Saved entries
==*==
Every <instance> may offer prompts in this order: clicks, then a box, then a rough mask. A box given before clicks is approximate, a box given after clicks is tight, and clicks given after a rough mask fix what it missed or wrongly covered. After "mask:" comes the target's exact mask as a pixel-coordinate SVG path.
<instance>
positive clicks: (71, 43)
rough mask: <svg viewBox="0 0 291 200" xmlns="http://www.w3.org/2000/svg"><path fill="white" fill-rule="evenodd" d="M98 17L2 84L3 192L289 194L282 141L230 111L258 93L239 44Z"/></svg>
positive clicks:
==*==
» **EXERCISE REQUIREMENTS**: The full set of entries, copied exactly, is the expected answer.

» **EXERCISE SOLUTION**:
Every <instance> may offer prompts in this order: clicks, then a box, then a rough mask. A box given before clicks is approximate, a box given after clicks is tight, and clicks given after a rough mask fix what it missed or wrongly covered. After "mask:" comes the target's exact mask as a pixel-coordinate SVG path.
<instance>
positive clicks: (71, 43)
rough mask: <svg viewBox="0 0 291 200" xmlns="http://www.w3.org/2000/svg"><path fill="white" fill-rule="evenodd" d="M98 17L2 84L3 192L289 194L282 141L230 111L258 93L239 44Z"/></svg>
positive clicks:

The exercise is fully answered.